(EXERCISE TEXT):
Approximately 90 million Americans access health benefits through an employer-sponsored health plan. With health care costs increasing more than 15 percent annually, employers are burdened with shouldering the majority of the inflation in the health care system. The challenge of providing comprehensive coverage to their employees without going bankrupt has driven employers to find a solution to control the claim costs and bring health expenditures back to reasonable and predictable levels.

Most employees are unaware of the actual cost of health care because their health plan (largely paid for by their employer) covers most services at a co-payment or coinsurance level that is a fraction of their actual cost. If asked, most consumers would say a doctor's visit or a prescription costs $10 or $15 -- the co-payment. The true underlying cost is usually 5 or 10 times that amount. There is little reason to be a prudent consumer when the employee is so far removed from the actual cost.

Understanding that demand must be controlled, many employers are now exploring the option of Consumer-Driven Health Care, or CDHC, as a possible remedy for out-of-control costs. CDHC is a model that blends an employer-funded health care reimbursement account (HRA) with a high deductible PPO plan.

As an example, an employer provides its employees with a company-paid HRA, perhaps $1,000 in each employee account. Once an employee has used all of the money in his or her HRA, the employee must pay the remainder of the annual PPO deductible before the health plan will cover any other health care services received during the year. Once the employee has satisfied the annual PPO deductible, any other health care services he or she receives over the course of the year are covered by the PPO plan's coinsurance benefits.

In theory, re-engaging the consumer in the economic realities of true health care costs and expecting lower consumption levels is reasonable. The CDHC model does appear to be a step in the right direction. Unfortunately, the problems are too complex to be solved by product mix alone. Average consumers don't bear all the blame for medical inflation.

(WHAT YOU WILL DO):
1) From the passage on employer health costs, copy the text word for word. Begin at the words "Understanding that demand" and stop after "plan's coinsurance benefits.".
2) Answer these questions using the passage on employer health costs:
(a) About how many Americans get health benefits through an employer-sponsored plan?
(b) What two things does the CDHC model combine?
(c) In the example, how much money might an employer put in each employee's HRA?
3) Carry on the passage on employer health costs, starting after its last sentence.

(EXTRACTED MATERIAL):
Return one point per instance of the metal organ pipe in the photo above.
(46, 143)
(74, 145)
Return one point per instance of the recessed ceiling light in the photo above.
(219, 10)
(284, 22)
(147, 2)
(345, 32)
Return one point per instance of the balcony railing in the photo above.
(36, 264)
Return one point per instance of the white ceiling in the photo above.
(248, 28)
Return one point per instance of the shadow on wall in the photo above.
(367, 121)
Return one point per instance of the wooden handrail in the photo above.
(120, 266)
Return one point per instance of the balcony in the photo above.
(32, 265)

(ANSWER SECTION):
1)
Understanding that demand must be controlled, many employers are now exploring the option of Consumer-Driven Health Care, or CDHC, as a possible remedy for out-of-control costs. CDHC is a model that blends an employer-funded health care reimbursement account (HRA) with a high deductible PPO plan.

As an example, an employer provides its employees with a company-paid HRA, perhaps $1,000 in each employee account. Once an employee has used all of the money in his or her HRA, the employee must pay the remainder of the annual PPO deductible before the health plan will cover any other health care services received during the year. Once the employee has satisfied the annual PPO deductible, any other health care services he or she receives over the course of the year are covered by the PPO plan's coinsurance benefits.

2)
(a) Approximately 90 million.
(b) An employer-funded health care reimbursement account (HRA) and a high deductible PPO plan.
(c) Perhaps $1,000.

3)
Helping employees understand the "real" cost of health care and teaching them to be wise consumers will not necessarily address many other factors driving health care inflation. These factors include cost shifting from the public to private sector, legislative mandates, new expensive life saving medical devices and new life-sustaining drug therapies.

There are no easy answers to the complex problem of rising health care costs. It is going to take an integrated approach of government, health plans, employers and consumers to tame the current inflation trend.

The government must provide fair and reasonable reimbursement levels to health care providers for the Medicare and Medicaid population. Until reimbursements are at reasonable levels, providers will continue to shift the cost to private payers. Likewise, health plans must continue to develop intense outreach and disease management programs to have an impact on the 10 percent of the population that consumes 80 percent of all claim dollars. Employers must establish plan designs that influence responsible consumer behavior.

CDHC may not solve all of the rising health care cost problems, but it is a step in the right direction for employers trying to have an impact in areas they can influence.